--- RECORDS ---

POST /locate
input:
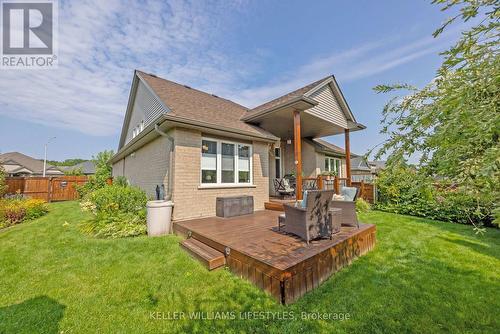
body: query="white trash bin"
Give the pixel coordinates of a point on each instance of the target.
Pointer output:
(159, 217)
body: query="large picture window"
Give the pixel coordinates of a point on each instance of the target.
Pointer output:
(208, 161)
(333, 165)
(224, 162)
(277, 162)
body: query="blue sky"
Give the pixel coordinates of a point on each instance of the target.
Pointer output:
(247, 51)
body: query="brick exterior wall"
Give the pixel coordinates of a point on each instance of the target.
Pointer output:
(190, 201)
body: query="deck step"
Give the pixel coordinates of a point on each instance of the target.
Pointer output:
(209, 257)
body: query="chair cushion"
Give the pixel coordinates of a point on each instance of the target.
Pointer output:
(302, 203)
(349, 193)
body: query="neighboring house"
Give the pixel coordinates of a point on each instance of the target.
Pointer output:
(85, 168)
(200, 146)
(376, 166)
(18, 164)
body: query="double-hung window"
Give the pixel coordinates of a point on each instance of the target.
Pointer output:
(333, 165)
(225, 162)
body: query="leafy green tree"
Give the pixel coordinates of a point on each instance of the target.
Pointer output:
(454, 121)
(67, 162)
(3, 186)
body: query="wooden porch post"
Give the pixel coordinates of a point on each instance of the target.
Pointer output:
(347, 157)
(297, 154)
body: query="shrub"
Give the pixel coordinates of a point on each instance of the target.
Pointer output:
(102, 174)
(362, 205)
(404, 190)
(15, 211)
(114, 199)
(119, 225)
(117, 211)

---
--- RECORDS ---

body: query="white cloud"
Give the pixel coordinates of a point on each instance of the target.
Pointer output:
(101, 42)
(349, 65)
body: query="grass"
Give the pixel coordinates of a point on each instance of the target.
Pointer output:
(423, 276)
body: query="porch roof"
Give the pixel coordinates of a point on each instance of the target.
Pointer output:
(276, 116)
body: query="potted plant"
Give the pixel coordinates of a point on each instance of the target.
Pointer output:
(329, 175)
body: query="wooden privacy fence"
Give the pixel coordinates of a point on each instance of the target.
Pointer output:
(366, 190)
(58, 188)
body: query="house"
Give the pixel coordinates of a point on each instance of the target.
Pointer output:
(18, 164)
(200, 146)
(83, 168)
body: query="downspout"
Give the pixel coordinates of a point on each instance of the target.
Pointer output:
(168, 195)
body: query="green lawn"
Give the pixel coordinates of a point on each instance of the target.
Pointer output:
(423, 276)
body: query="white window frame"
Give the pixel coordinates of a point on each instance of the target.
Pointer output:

---

**TASK STATEMENT**
The expected answer is every line in the data above that carries the string "green".

**EXPECTED ANSWER**
body: query="leafy green tree"
body: query="green lawn"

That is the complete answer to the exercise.